**GOAL OF THE EXERCISE**:
Count the lines below that contain the string "segment", matching case exactly, and reply with only that number.

※

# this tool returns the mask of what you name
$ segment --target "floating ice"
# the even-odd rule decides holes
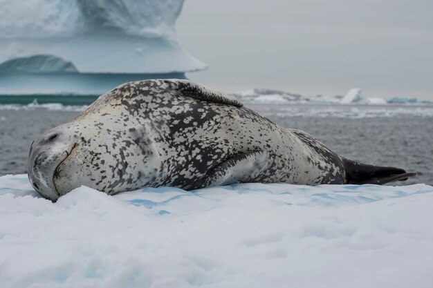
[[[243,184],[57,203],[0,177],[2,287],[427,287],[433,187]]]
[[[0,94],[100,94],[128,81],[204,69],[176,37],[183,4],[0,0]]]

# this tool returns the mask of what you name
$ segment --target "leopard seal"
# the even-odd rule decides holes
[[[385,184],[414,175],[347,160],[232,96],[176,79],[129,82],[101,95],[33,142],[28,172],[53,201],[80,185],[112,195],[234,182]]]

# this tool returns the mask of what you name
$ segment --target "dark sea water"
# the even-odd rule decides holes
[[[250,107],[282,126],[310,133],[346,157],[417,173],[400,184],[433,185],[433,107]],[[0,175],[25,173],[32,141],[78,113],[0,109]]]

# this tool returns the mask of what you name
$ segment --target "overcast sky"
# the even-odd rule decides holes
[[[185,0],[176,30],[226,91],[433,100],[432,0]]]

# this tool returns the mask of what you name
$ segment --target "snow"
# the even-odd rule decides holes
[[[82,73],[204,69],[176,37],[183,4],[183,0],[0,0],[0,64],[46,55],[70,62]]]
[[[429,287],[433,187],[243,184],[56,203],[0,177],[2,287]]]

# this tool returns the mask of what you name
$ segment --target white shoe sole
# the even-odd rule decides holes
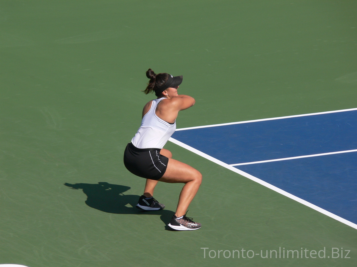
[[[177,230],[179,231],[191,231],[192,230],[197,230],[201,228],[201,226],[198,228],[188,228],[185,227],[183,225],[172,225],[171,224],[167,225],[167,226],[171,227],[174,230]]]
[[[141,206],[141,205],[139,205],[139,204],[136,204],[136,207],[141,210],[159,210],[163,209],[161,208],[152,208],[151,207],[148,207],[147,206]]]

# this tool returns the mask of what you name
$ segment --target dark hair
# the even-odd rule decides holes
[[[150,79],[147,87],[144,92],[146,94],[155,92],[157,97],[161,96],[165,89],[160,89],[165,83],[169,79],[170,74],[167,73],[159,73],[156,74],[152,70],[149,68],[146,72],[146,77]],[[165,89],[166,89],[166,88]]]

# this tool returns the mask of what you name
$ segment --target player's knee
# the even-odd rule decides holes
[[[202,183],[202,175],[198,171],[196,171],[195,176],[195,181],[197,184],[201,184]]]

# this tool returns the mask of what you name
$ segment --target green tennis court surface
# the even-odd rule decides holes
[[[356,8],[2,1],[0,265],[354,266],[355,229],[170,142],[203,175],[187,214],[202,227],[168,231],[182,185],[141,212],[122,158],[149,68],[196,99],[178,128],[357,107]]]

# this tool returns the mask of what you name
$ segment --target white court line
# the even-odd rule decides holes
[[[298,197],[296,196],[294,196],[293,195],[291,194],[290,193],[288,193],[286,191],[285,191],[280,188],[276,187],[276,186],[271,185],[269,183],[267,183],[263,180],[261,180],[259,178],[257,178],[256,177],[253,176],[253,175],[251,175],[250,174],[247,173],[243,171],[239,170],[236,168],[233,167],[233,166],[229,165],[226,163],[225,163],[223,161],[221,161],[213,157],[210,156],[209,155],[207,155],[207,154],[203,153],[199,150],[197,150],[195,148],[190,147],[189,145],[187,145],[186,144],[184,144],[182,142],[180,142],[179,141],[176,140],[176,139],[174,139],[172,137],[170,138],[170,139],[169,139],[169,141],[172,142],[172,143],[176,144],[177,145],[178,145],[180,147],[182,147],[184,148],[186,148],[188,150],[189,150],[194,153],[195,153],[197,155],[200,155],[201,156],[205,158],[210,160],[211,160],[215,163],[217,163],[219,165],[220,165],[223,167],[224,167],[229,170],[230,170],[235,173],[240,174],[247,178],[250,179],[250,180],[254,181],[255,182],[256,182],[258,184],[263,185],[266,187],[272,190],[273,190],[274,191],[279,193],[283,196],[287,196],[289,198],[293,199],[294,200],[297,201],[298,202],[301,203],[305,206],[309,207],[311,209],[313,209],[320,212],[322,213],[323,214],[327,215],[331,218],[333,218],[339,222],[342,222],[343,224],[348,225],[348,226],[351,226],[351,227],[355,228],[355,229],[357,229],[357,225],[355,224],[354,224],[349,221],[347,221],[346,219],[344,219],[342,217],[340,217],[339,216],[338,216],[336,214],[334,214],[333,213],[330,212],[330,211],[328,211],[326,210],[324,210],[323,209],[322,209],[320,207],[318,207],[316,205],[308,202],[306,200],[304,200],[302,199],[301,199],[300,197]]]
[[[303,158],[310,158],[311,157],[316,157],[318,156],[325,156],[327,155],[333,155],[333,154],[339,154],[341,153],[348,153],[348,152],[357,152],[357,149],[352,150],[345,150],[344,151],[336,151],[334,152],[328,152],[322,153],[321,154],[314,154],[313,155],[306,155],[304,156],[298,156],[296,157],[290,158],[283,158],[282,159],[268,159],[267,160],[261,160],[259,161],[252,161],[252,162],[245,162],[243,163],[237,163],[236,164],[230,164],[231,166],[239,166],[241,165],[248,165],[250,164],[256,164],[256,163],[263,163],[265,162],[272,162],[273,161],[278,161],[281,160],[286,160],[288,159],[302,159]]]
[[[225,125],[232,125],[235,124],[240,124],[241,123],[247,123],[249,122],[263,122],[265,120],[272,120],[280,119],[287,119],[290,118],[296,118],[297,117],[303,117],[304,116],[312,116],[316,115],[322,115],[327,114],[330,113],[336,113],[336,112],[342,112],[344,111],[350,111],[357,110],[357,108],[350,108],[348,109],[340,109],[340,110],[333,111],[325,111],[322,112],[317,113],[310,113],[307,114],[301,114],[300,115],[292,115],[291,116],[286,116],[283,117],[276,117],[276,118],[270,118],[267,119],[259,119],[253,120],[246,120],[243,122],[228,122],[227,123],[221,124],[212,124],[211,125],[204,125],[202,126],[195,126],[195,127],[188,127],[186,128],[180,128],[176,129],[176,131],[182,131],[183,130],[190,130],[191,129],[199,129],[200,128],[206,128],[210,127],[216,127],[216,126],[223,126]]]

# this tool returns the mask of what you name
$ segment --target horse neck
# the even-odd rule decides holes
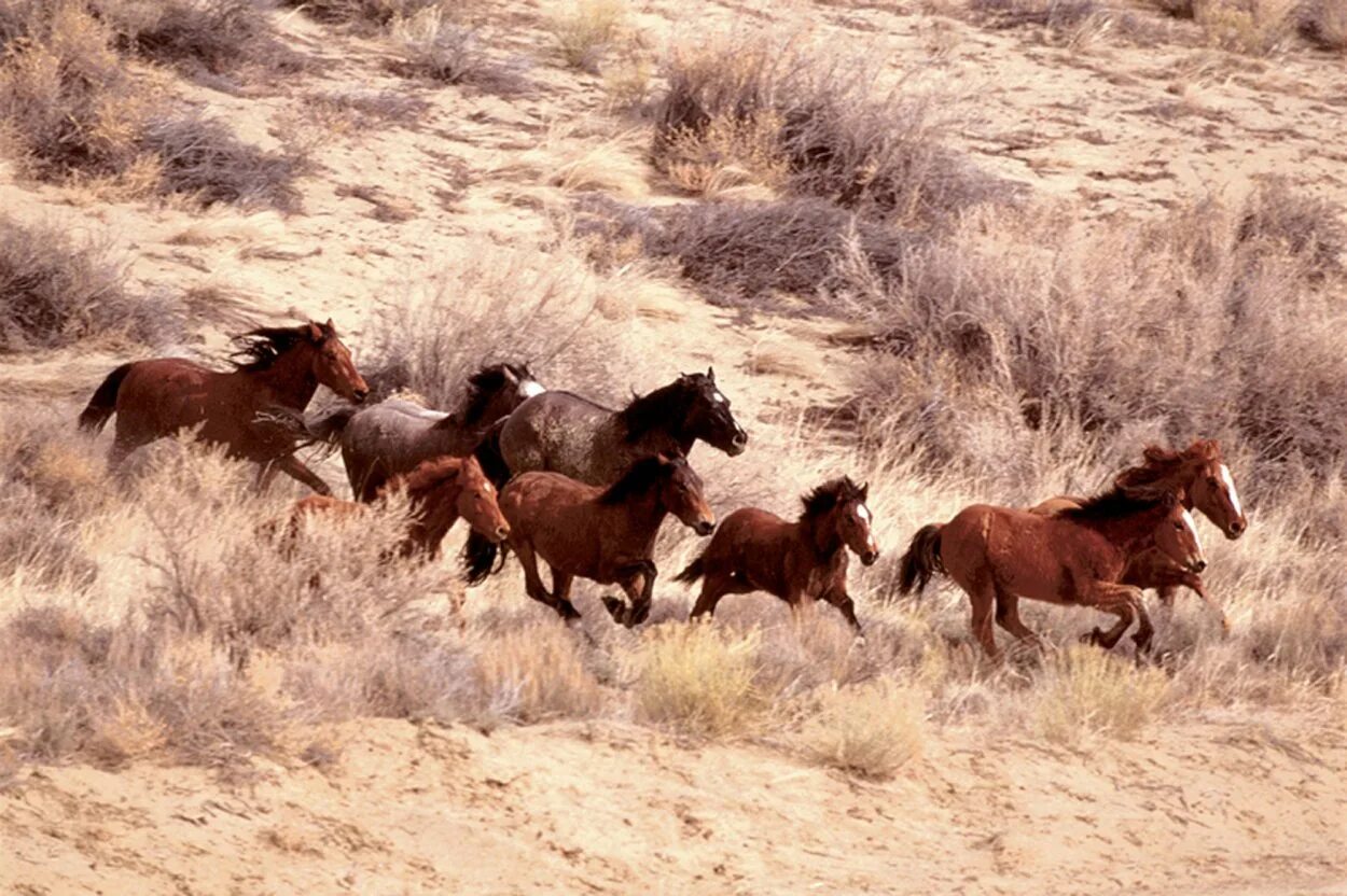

※

**CORRECT ANSWER**:
11